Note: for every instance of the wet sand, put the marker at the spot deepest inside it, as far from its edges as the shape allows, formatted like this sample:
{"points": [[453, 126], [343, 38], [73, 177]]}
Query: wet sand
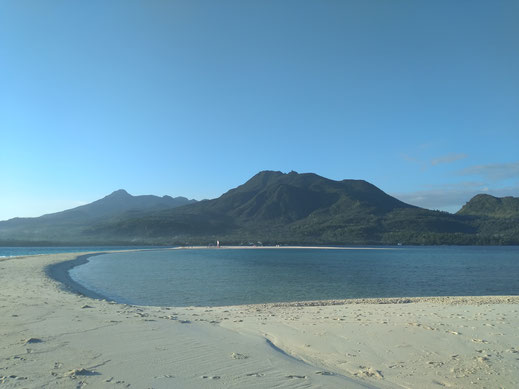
{"points": [[53, 337]]}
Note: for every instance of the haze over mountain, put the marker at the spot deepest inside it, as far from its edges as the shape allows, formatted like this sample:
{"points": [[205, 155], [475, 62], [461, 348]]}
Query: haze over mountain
{"points": [[274, 208], [67, 224], [486, 205]]}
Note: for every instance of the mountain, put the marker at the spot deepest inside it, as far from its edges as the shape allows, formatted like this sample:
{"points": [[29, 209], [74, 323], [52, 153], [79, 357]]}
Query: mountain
{"points": [[69, 224], [490, 206], [277, 208], [273, 208]]}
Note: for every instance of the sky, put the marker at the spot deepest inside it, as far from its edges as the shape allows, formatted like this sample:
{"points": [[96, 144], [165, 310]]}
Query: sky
{"points": [[192, 98]]}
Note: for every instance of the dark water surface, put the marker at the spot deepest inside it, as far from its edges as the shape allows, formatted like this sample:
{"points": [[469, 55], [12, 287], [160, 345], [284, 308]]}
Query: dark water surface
{"points": [[212, 277]]}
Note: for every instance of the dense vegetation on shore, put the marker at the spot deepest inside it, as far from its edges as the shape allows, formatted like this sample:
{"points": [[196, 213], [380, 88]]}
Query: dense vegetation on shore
{"points": [[273, 208]]}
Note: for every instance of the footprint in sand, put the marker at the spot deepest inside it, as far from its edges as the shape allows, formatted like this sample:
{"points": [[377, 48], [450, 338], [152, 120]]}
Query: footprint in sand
{"points": [[369, 372], [238, 356], [255, 374], [32, 340]]}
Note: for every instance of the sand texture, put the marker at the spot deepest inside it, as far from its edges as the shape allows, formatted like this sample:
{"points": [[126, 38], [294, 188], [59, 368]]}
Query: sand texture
{"points": [[52, 338]]}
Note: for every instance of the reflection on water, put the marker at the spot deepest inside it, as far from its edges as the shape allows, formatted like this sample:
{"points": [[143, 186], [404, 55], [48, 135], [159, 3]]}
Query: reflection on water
{"points": [[210, 277]]}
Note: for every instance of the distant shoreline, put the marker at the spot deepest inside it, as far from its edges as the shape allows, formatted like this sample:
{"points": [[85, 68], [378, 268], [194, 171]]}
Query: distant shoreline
{"points": [[386, 341], [282, 247]]}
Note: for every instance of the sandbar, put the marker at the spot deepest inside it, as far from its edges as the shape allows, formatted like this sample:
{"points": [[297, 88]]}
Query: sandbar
{"points": [[53, 337]]}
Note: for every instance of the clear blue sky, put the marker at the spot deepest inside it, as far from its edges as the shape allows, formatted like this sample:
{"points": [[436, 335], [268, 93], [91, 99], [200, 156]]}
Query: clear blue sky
{"points": [[192, 98]]}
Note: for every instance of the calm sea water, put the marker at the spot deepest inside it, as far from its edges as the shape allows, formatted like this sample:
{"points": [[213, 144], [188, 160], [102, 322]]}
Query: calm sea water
{"points": [[210, 277]]}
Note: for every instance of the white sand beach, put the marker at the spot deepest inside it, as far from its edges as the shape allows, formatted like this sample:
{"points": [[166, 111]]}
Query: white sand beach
{"points": [[53, 338]]}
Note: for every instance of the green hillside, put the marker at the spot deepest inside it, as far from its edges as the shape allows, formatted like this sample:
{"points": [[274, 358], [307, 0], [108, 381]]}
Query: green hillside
{"points": [[274, 208]]}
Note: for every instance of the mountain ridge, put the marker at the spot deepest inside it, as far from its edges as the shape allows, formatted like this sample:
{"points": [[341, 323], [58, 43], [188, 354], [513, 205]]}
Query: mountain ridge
{"points": [[280, 208]]}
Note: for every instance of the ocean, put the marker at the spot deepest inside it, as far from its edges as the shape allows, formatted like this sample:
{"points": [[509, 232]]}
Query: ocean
{"points": [[215, 277]]}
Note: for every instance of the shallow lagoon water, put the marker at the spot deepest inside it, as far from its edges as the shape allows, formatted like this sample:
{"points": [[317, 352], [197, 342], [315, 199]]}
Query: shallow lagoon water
{"points": [[213, 277]]}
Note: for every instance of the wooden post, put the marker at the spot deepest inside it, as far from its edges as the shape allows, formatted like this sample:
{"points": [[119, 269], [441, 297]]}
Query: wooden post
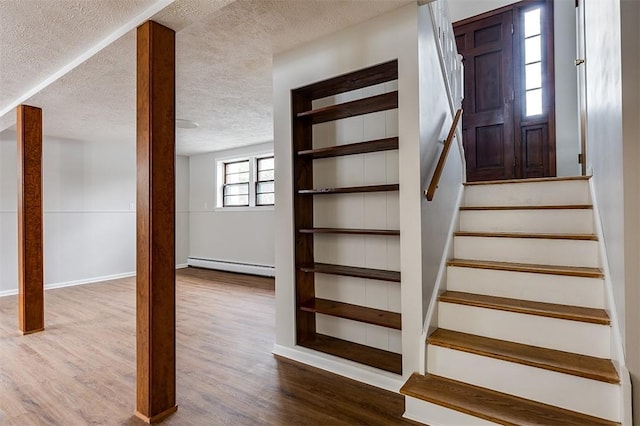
{"points": [[30, 258], [155, 300]]}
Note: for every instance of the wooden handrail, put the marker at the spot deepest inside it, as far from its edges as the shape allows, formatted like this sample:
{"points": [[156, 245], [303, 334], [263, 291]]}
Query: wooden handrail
{"points": [[443, 157]]}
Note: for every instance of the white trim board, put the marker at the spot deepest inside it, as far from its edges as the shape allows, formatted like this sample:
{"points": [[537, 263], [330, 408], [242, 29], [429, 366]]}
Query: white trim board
{"points": [[75, 282], [91, 280], [222, 265]]}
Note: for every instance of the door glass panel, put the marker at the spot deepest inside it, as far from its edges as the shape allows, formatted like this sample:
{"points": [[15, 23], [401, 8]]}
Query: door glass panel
{"points": [[533, 76], [532, 50], [532, 22], [534, 102]]}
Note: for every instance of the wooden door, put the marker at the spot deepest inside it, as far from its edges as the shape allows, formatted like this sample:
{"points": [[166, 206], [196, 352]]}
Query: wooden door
{"points": [[487, 48]]}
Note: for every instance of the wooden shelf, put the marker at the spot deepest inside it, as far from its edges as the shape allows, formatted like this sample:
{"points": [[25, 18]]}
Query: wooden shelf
{"points": [[350, 109], [352, 148], [349, 231], [381, 73], [354, 312], [350, 189], [378, 358], [352, 271]]}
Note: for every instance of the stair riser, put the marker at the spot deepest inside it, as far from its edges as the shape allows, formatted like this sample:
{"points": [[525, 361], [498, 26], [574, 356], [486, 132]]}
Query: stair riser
{"points": [[528, 250], [564, 335], [565, 290], [571, 192], [528, 221], [587, 396], [436, 415]]}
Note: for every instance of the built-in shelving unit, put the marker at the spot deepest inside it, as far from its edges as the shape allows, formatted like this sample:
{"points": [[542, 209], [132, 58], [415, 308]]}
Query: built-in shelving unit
{"points": [[308, 304]]}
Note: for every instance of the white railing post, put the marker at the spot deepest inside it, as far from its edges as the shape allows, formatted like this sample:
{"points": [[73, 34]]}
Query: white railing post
{"points": [[450, 62]]}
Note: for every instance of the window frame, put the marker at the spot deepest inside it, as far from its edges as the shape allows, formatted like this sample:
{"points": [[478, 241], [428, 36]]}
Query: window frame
{"points": [[257, 180], [220, 176], [226, 184]]}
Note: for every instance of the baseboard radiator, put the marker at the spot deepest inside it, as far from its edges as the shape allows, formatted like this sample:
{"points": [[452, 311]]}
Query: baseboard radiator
{"points": [[223, 265]]}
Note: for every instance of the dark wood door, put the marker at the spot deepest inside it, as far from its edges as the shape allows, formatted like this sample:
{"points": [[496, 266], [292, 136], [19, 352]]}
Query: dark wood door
{"points": [[488, 122]]}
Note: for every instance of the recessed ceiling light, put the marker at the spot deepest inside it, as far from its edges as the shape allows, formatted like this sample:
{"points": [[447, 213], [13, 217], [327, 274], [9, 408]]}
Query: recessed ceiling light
{"points": [[186, 124]]}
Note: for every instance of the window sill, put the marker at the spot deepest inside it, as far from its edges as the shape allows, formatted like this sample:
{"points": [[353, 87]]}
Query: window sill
{"points": [[243, 209]]}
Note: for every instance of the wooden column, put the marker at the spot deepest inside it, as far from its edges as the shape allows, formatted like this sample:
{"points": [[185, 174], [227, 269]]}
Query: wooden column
{"points": [[155, 323], [30, 258]]}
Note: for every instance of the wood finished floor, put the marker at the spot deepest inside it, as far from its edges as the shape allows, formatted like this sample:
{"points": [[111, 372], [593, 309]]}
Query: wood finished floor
{"points": [[81, 369]]}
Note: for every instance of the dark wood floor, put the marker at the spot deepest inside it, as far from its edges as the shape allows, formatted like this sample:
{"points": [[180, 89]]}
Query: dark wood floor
{"points": [[81, 369]]}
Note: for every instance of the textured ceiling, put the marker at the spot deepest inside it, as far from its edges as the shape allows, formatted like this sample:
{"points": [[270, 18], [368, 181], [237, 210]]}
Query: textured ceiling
{"points": [[223, 80], [38, 37]]}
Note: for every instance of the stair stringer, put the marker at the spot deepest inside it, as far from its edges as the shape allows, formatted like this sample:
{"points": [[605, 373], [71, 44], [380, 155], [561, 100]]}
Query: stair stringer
{"points": [[617, 348], [431, 318]]}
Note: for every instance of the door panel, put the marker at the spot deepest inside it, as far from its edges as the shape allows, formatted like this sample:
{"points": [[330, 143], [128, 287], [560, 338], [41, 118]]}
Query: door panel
{"points": [[487, 123]]}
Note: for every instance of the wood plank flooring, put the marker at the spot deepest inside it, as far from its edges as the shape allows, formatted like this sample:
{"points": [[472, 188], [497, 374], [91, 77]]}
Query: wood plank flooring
{"points": [[81, 369]]}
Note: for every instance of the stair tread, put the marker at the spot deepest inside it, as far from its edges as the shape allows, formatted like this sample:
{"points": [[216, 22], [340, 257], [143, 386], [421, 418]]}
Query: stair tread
{"points": [[552, 310], [582, 237], [578, 271], [531, 207], [529, 180], [563, 362], [491, 405]]}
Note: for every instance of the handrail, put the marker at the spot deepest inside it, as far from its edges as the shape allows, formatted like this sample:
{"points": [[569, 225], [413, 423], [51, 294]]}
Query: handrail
{"points": [[429, 193]]}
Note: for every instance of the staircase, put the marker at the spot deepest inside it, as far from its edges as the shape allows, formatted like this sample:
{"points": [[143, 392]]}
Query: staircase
{"points": [[523, 336]]}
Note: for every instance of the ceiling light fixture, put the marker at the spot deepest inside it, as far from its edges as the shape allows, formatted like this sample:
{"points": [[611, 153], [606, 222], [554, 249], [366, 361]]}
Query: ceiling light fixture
{"points": [[186, 124]]}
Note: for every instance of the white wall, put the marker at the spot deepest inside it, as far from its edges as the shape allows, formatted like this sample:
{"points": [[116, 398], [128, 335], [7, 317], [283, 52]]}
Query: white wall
{"points": [[604, 131], [630, 16], [567, 141], [236, 235], [381, 39], [89, 211]]}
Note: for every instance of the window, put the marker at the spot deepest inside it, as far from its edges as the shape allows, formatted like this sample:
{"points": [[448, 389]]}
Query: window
{"points": [[236, 184], [264, 182], [533, 62], [246, 182]]}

..............................

**Problem**
Copy out, word for word, the part of the records that opens with the line containing "Note: for every instance of the stair tread, put" and runs through the end of the records, including both of those ends.

**Output of the exercise**
Note: for every instance of the stair tread, put the marker at the spot deepest inside it, as far from its edges as the shape allows, formatted like this sample:
{"points": [[216, 22], [340, 257], [143, 386], [421, 418]]}
Query: stair tread
{"points": [[552, 310], [582, 237], [578, 271], [531, 207], [529, 180], [563, 362], [491, 405]]}
Note: for every instance of the handrail, put the marker at the spot deepest inside it, as far from its edges as the shape allows, formatted like this sample:
{"points": [[569, 225], [413, 423], [51, 294]]}
Query: handrail
{"points": [[429, 193]]}
Note: for every instance of the staircase, put the marker at the spot deepest inside it, as far from its edges as the shape allows, formatted like this sample:
{"points": [[143, 392]]}
Query: staircase
{"points": [[523, 336]]}
Note: for every instance of the ceiling light fixture, put the marker at the spot deepest inside it, as far from its edges as the shape allows, formatted like this sample:
{"points": [[611, 153], [606, 222], [554, 249], [366, 361]]}
Query: ceiling light fixture
{"points": [[186, 124]]}
Note: for every instance of the white wall, put the marker at the spot deepest inside it, as far from its edges as the shape allows, formatted like this sample:
{"points": [[116, 398], [128, 335], [7, 317], [283, 52]]}
Query: white wall
{"points": [[604, 131], [630, 16], [567, 141], [236, 235], [381, 39], [89, 211]]}
Note: for every instance of the window, put the marker at the spot deepest inside it, as far from its edges as the shape allows, formatted like this sample:
{"points": [[448, 389]]}
Query: window
{"points": [[236, 184], [264, 182], [533, 62], [246, 182]]}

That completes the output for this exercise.